READING TEXT section start

In Libya, the government’s growing confidence was apparent as it took a contingent of foreign journalists to the battlefields of the recently recaptured cities of Bin Jawwad and Ras Lanuf. On the road, several burned pickups bore witness to the fighting. A machine gun mounted on one was still smoldering.
Bin Jawwad, the rebels’ furthest foothold, now lost, appeared all but deserted by residents. A small, green government flag decorated a blown-out house amid a sea of burned-out cars. The police station and school were badly damaged by shelling and fire. Walls and ceilings of the many of the low cinderblock houses were caved in. The heaviest damaged faced west, suggesting the blows had come from advancing Qaddafi forces. Three men in town (virtually the only ones present not in uniform) told the same improbable story: that the damage was done by a small band of bearded, drugged-up Islamic terrorists, many of them foreigners, who had taken the town hostage until it was rescued by Qaddafi forces.

READING TEXT section end
EXCERPTED DATA section start

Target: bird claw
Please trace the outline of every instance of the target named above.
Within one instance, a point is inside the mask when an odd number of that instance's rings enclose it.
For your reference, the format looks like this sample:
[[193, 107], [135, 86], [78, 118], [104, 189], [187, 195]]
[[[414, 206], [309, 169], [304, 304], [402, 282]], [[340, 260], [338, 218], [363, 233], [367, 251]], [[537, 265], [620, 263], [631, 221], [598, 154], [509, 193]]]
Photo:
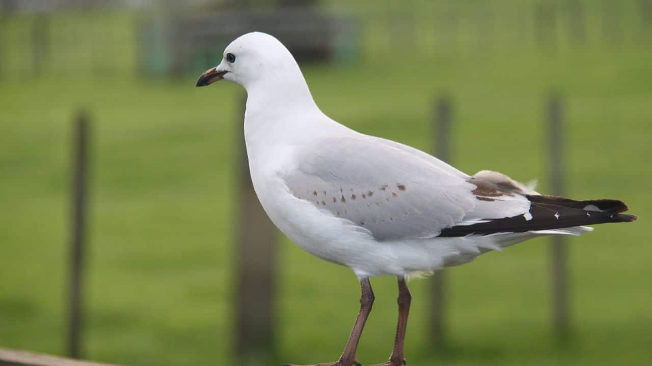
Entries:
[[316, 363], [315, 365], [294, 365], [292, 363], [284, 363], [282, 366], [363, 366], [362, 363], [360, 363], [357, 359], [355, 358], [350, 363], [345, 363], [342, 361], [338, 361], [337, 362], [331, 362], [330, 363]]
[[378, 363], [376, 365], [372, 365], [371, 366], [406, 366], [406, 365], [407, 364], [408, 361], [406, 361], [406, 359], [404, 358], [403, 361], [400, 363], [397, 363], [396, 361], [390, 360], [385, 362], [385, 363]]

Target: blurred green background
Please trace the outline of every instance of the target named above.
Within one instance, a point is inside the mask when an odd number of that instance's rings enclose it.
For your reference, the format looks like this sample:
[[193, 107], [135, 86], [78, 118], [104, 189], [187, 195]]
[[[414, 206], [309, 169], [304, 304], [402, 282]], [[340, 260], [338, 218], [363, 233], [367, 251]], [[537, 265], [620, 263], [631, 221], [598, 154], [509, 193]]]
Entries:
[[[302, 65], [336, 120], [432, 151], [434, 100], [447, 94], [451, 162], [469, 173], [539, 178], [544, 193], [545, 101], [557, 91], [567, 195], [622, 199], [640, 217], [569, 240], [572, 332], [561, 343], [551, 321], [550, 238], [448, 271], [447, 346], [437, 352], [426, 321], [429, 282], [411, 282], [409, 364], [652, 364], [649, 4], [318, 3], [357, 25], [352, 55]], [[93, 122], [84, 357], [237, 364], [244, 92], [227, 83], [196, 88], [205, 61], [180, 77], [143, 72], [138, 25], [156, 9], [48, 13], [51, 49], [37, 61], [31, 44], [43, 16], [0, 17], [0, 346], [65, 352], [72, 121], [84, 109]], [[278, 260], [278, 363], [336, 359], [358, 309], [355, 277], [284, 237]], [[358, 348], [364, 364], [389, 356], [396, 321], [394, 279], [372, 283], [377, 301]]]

EXCERPTED DATA section end

Resume the report on Bin Jawwad and Ras Lanuf, starting right after its final sentence.

-- FINAL ANSWER --
In Ras Lanuf, the journalists were taken to a ransacked hospital, where a trail of blood drops led to a puddle in the lobby. A stretcher and hospital supplies had been dumped outside. The soldiers blamed rebels for whatever had happened, which remained unclear. At the giant refinery, a vast fire was burning unchecked at an oil storage facility, sending a thick cloud of black smoke flowing about fifty miles along the Mediterranean coast. Officers in charge of the Qaddafi forces said retreating rebels had set it ablaze, but that could not confirmed. Pilots loyal to Colonel Qaddafi had also bombed the area.
The Qaddafi forces appeared to include armed Bedouin tribesman, some of whom were camped by the road. Some of the soldiers identified themselves as members of the Warfalla, Maghraha, and Qadhadhfa tribes; three pillars of support for the Qaddafi government that have provided many of his security forces. They said they had come from Sobha and Surt, bastions of Qaddafi support.
The satellite television channel al-Jazeera reported that one of its cameramen, Ali Hassan al-Jaber, was killed after gunmen fired on a car that he and his colleagues were traveling in. The journalists were attacked on the outskirts of Benghazi, the channel reported. It was not clear if their attackers knew they were journalists.
The Qaddafi government’s statements about the uprising have often focused on blaming al-Jazeera and its counterpart al-Arabiya for lying about the violence and stirring up trouble. Rowdy crowds of Qaddafi supporters often chant about Al Jazeera’s crimes.
In Brega, the mood was grim as fighters formed a line to carry ammunition out of a makeshift depot along the road, loading boxes onto a flatbed truck headed to Ajdabiya. By nightfall, rebel checkpoints along the road to Ajdabiya were manned by far fewer fighters than in recent days.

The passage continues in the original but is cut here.